Excerpted data Block Start
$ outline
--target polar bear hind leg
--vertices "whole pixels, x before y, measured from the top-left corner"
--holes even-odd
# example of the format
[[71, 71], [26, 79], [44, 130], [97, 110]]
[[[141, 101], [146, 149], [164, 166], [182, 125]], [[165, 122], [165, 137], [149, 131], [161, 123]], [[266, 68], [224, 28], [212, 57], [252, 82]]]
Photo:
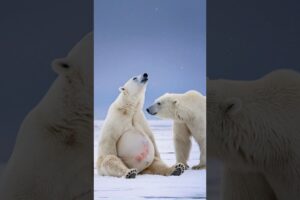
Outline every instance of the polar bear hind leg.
Excerpted data Block End
▸ **Problem description**
Set down the data above exactly as written. Omit the pictures.

▸ **Solved problem**
$ outline
--target polar bear hind leg
--vertices "whole pixels, x before y, measured from the top-left corner"
--holes even-odd
# example of the format
[[71, 71], [26, 79], [44, 130], [97, 110]]
[[[141, 101], [146, 149], [164, 166], [182, 125]], [[165, 122], [165, 137], [149, 131], [161, 123]], [[266, 68], [224, 28], [212, 57], [252, 82]]]
Photo:
Outline every instance of the polar bear hind leg.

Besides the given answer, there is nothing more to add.